-------- The data

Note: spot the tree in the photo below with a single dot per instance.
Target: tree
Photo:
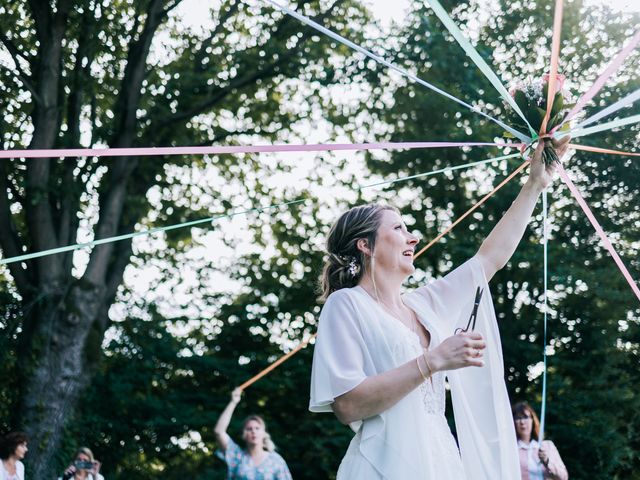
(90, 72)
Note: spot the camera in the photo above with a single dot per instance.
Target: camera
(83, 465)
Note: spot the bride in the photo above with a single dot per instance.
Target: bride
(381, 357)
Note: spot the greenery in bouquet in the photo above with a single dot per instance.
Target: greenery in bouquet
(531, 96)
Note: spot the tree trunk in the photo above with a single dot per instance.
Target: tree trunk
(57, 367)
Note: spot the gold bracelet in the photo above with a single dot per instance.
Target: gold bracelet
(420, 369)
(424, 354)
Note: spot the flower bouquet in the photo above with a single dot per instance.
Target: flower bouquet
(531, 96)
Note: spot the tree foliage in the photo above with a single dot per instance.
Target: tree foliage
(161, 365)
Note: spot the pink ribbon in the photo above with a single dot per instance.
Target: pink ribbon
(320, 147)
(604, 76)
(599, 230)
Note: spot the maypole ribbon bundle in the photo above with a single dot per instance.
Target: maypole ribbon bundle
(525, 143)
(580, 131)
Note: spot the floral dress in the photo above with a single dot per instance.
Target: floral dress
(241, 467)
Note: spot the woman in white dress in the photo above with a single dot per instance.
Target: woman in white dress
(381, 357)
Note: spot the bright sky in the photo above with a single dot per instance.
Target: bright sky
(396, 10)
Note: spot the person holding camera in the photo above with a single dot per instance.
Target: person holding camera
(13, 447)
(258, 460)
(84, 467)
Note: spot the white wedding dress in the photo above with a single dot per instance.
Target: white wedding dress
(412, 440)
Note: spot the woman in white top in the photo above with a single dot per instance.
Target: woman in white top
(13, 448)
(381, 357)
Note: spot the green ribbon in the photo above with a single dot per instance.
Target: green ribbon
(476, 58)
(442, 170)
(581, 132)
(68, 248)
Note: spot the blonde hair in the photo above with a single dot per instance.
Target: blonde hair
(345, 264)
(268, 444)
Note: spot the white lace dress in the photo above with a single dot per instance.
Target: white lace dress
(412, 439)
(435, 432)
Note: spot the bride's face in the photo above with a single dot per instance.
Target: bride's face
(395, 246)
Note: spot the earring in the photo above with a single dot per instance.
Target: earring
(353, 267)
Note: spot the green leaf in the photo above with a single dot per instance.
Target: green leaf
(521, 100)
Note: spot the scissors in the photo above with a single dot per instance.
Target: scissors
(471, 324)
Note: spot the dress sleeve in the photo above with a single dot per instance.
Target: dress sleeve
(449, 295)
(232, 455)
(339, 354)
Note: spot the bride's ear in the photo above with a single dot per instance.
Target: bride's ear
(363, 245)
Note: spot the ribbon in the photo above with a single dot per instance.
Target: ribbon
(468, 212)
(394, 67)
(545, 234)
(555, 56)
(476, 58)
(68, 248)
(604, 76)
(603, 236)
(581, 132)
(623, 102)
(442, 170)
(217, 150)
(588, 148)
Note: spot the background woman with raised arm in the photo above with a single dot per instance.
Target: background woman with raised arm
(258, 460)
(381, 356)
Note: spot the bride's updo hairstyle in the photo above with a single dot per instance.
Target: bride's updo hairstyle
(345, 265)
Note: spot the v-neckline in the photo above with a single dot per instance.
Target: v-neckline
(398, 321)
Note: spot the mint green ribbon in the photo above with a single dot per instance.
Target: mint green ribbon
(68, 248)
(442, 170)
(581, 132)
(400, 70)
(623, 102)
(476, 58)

----------------
-------- The data

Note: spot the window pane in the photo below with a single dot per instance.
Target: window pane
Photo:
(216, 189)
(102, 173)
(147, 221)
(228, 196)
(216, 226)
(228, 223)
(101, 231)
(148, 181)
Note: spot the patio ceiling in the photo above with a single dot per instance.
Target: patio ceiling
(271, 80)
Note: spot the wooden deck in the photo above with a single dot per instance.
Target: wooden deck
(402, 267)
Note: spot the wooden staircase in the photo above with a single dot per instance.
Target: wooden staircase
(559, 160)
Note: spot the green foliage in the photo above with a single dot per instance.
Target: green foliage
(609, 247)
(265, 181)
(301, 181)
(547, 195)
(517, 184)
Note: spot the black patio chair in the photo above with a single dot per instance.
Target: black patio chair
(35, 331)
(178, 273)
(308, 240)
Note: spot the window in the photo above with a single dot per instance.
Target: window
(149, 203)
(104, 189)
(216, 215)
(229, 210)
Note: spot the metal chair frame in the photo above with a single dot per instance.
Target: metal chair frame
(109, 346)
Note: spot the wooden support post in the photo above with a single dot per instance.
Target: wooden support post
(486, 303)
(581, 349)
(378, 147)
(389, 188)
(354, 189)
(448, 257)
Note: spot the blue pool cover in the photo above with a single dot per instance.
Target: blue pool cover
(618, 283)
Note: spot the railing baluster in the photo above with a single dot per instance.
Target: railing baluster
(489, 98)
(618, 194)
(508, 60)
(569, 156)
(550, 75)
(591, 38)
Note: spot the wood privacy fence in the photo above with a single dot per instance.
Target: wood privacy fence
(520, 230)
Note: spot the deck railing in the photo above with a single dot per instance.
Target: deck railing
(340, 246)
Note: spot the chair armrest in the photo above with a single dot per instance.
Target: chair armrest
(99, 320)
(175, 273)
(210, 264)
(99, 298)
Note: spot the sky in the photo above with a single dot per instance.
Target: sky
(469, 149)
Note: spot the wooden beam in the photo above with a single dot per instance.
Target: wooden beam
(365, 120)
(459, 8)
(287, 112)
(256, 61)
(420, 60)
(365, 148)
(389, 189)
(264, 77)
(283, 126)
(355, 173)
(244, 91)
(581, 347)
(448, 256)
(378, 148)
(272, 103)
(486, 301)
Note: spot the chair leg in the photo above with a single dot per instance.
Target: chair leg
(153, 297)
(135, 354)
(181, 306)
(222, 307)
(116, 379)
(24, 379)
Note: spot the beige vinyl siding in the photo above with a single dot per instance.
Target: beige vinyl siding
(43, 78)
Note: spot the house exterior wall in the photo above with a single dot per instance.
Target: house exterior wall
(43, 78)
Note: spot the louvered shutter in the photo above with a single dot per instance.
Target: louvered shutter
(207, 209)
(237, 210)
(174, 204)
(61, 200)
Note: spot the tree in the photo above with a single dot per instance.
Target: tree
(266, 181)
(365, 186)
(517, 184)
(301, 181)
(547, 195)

----------------
-------- The data

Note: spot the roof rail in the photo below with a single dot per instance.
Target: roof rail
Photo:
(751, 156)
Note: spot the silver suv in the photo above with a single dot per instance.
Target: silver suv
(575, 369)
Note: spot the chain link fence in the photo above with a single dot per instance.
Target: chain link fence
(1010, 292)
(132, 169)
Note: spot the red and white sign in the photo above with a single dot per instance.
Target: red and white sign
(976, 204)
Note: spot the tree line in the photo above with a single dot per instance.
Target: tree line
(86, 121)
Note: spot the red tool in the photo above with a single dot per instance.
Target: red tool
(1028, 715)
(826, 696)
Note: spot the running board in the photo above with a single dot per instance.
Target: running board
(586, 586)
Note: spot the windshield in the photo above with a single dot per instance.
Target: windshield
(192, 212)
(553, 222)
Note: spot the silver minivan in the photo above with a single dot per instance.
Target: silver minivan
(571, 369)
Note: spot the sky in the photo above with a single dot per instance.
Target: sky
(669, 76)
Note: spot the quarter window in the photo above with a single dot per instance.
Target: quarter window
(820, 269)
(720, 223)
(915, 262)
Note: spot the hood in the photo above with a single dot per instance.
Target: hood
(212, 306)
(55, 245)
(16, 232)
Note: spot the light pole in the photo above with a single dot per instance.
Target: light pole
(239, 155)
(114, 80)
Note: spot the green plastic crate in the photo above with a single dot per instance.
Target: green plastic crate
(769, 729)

----------------

Prompt: If a line in the listing contains the string "below", copy it.

Response area:
Note: spot the tree in the photo below with a single dot per instance.
Note: spot the window pane in the photo below with a single dot per instance.
Note: spot the roof rail in the photo below with a single dot per instance.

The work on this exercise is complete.